> _Task goal_
Output the material below as a two-column CSV with the headers "prompt" and "points", one row per request. Put each request's text and its answer in their own quoted fields, replace line breaks with spaces, and leave out the pictures.

> _The input_
________

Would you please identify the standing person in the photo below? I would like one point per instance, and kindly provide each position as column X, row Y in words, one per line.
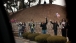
column 19, row 29
column 44, row 27
column 23, row 27
column 55, row 25
column 64, row 27
column 32, row 26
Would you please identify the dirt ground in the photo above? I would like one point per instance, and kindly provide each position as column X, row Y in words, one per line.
column 39, row 12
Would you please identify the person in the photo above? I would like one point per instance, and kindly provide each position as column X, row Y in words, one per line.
column 23, row 27
column 55, row 25
column 64, row 27
column 19, row 29
column 44, row 27
column 32, row 26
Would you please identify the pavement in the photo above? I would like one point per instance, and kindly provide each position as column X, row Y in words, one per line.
column 21, row 40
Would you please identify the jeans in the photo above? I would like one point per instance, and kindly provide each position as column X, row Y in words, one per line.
column 44, row 31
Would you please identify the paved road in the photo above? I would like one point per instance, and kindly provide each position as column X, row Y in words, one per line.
column 20, row 40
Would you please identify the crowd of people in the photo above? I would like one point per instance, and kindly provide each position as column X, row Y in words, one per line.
column 63, row 25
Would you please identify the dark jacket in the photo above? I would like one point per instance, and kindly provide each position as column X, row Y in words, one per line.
column 44, row 27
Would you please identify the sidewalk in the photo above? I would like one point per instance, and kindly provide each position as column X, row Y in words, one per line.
column 21, row 40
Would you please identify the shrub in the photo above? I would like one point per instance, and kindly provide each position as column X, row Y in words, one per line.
column 26, row 34
column 68, row 42
column 56, row 39
column 42, row 38
column 32, row 36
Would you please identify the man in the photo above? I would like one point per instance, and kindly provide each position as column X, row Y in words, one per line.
column 55, row 25
column 32, row 25
column 43, row 25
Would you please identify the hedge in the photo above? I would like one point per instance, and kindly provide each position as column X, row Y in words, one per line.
column 56, row 39
column 42, row 38
column 26, row 34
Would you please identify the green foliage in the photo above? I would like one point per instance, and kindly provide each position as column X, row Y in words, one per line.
column 32, row 36
column 42, row 38
column 56, row 39
column 26, row 34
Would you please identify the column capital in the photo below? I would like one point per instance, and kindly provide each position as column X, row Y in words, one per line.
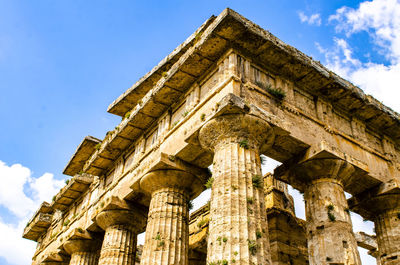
column 370, row 207
column 172, row 178
column 245, row 129
column 316, row 170
column 119, row 212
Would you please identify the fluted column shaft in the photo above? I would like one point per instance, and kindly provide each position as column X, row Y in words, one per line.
column 330, row 236
column 238, row 230
column 387, row 228
column 83, row 251
column 167, row 232
column 84, row 258
column 119, row 245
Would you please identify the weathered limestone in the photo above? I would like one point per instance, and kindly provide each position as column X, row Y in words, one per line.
column 387, row 228
column 238, row 226
column 329, row 229
column 297, row 112
column 384, row 211
column 167, row 231
column 83, row 251
column 121, row 228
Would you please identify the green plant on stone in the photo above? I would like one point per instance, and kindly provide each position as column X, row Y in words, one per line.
column 330, row 207
column 207, row 206
column 257, row 181
column 209, row 183
column 276, row 92
column 331, row 216
column 66, row 222
column 244, row 144
column 190, row 205
column 161, row 243
column 252, row 246
column 263, row 159
column 202, row 222
column 158, row 236
column 126, row 116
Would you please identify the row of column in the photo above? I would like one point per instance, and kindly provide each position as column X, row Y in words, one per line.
column 238, row 230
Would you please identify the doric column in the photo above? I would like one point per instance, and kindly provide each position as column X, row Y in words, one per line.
column 167, row 231
column 238, row 231
column 83, row 251
column 329, row 229
column 384, row 210
column 121, row 228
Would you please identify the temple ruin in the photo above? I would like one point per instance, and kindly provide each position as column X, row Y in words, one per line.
column 230, row 93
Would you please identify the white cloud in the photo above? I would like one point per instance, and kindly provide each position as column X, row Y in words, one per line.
column 46, row 187
column 314, row 19
column 12, row 194
column 381, row 20
column 13, row 247
column 13, row 179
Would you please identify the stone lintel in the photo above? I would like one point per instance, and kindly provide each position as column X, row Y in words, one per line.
column 73, row 190
column 116, row 210
column 358, row 181
column 233, row 104
column 129, row 98
column 58, row 256
column 79, row 240
column 231, row 29
column 376, row 200
column 366, row 241
column 166, row 161
column 39, row 223
column 82, row 153
column 38, row 226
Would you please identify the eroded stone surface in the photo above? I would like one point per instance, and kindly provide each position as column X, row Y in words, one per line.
column 229, row 93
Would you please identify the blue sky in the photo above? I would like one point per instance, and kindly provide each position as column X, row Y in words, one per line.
column 63, row 62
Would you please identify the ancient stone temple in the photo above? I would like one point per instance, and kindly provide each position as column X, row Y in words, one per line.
column 230, row 93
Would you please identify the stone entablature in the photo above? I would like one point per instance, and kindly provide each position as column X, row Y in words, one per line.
column 228, row 94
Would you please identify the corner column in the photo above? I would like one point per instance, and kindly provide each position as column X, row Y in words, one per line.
column 238, row 230
column 385, row 212
column 329, row 229
column 121, row 228
column 167, row 231
column 83, row 251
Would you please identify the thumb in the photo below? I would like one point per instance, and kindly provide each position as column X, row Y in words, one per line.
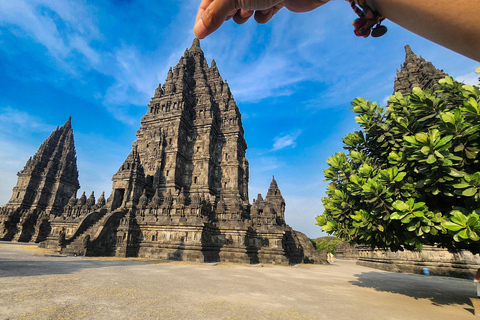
column 211, row 15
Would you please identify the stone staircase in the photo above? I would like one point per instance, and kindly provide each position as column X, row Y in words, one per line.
column 76, row 246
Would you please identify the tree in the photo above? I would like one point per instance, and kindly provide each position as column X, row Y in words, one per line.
column 411, row 175
column 328, row 244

________

> _Problem solution_
prompt,points
"Would you please identify the standing person in the photo below? I would like one point per instance, and kindly provide each position as column X, row Y in words, one per line.","column 19, row 29 column 44, row 27 column 23, row 27 column 55, row 25 column 64, row 27 column 32, row 26"
"Would you please identify the dirt ground in the photo above? I would like one point per instance, and kindly provide each position as column X, row Y in words, one per line.","column 39, row 12"
"Would you please identify the person in the photo above? I would like one point per instance, and kindly provide each position as column X, row Y in words, one per line.","column 23, row 27 column 55, row 25 column 64, row 27 column 19, row 29 column 44, row 27 column 32, row 26"
"Would you please identify the pavement in the photo above? I would like one point per instance, and kindly provide each position as column X, row Y in words, one per line.","column 21, row 40"
"Would you please identify the jeans in the photo above? I would like one point per instance, and kindly provide each position as column X, row Y in words, one per line.","column 44, row 31"
"Would you please identify the paved road in the photo above? I would like one point per instance, and kindly provide each position as column X, row Y in words, one per line.","column 20, row 40"
"Would you please identify the crowd of people in the photo above? I would like one point per instance, and kindly provide each position as column X, row Y in words, one per line.","column 63, row 25"
"Would you please identify the dark jacket in the photo above? I would like one point per instance, and kindly provide each position as column X, row Y in words, one per line.","column 44, row 27"
"Would you please identify the sidewalk in the photo above? I would like one point per instance, and kindly provide each position as column X, row Y in words, one per line.","column 21, row 40"
"Would you please identify the shrub in the photo above? I would like one point per instance, and kindly provide each position as column X, row Y in words, one per line.","column 26, row 34 column 68, row 42 column 56, row 39 column 42, row 38 column 32, row 36"
"Would you please identify the man in the photo above? I would like one point per instance, and kindly provide each position as column X, row Y in words, one per line.","column 55, row 25 column 32, row 25 column 43, row 25"
"Would you please identify the hedge in the photo above? I would like one point per instance, and kindly provide each position as column X, row Y in words, one per line.","column 56, row 39 column 42, row 38 column 26, row 34"
"Would you please identify the green foliage in the photo above? I would like one point per instance, and kindly provide each position as column X, row Y in words, one per line.","column 32, row 36 column 42, row 38 column 56, row 39 column 26, row 34"
"Would you please identify the column capital in the photo below? I would like one point per instance, and kindly provide each position as column X, row Y in words, one per line.","column 370, row 207 column 172, row 178 column 245, row 129 column 316, row 170 column 119, row 212"
"Would you please identify the fluted column shaft in the photo above? I would like one point per instance, and kindly provide each position as column X, row Y in words, one per line.","column 330, row 236 column 238, row 230 column 387, row 228 column 83, row 251 column 167, row 232 column 84, row 258 column 119, row 245"
"Would you please identify the weathered limestone in the photo above? I would like one point per instance, and kindly provide each position as column X, row Y in words, one per line.","column 387, row 228 column 238, row 226 column 329, row 229 column 297, row 112 column 384, row 211 column 167, row 231 column 83, row 251 column 121, row 228"
"Would you please identify the green plant on stone in the photo above? I would like one point per instance, and kindly provide each position as column X, row Y in words, one per line.","column 330, row 207 column 207, row 206 column 257, row 181 column 209, row 183 column 276, row 92 column 331, row 216 column 66, row 222 column 244, row 144 column 190, row 205 column 161, row 243 column 252, row 246 column 263, row 159 column 202, row 222 column 158, row 236 column 126, row 116"
"Would you please identify the row of column in the photo above? I would like one point per instance, and kindly provide each position as column X, row Y in words, one per line.","column 238, row 230"
"Would you please identify the doric column in the photo above? I would like one point per instance, and kindly provide each position as column X, row Y in words, one per line.","column 167, row 231 column 238, row 231 column 83, row 251 column 329, row 229 column 384, row 210 column 121, row 228"
"Would you please identify the temple ruin in the photo above? I would like one point per instance, and kindly provide each position as column X, row Y in words, one per line.","column 230, row 93"
"Would you please identify the white cloud in the photo above? I would like one point per instance, and kindly provide each position as column X, row Y in words, one per line.","column 46, row 187 column 314, row 19 column 12, row 194 column 381, row 20 column 13, row 247 column 13, row 179"
"Would you please identify the stone lintel in the photo above? I would like one point per instance, and kindly provide each position as column X, row Y in words, one per line.","column 73, row 190 column 116, row 210 column 358, row 181 column 233, row 104 column 129, row 98 column 58, row 256 column 79, row 240 column 231, row 29 column 376, row 200 column 366, row 241 column 166, row 161 column 39, row 223 column 82, row 153 column 38, row 226"
"Would you please identify the eroded stone surface in the photo above? I would like one point per instance, and kindly provide each position as column X, row Y in words, one per line.","column 229, row 93"
"Would you please identify the blue sky in the photo above? I would like one point per instance, and kindly provide each position as column X, row Y in words, one per line.","column 63, row 62"
"Would you please identify the ancient stone temple in the photo above? I would like one point per instance, and kindly provide each position as column X, row Y in words, one per line.","column 230, row 93"
"Would you please identify the stone entablature in the photo above? I would like one point per instance, and kindly provide each position as column X, row Y in words, one per line.","column 228, row 94"
"Would you please identify the corner column in the photo above? I would like one point per instance, and kindly provide each position as column X, row Y in words, one per line.","column 238, row 230 column 385, row 212 column 329, row 229 column 121, row 228 column 167, row 231 column 83, row 251"
"Would you please identify the thumb in the photo below? I would like one point per instance, and kindly provide each position as column X, row Y in words, one per line.","column 211, row 15"
"Would you please identify the stone staircase in the photo above? I would like one point per instance, and kindly provide each position as column X, row Y in words, one per line.","column 76, row 246"
"Would you please identify the tree in the photo above? I would like one point per instance, and kindly provide each position as column X, row Y in words, one per line.","column 411, row 175 column 328, row 244"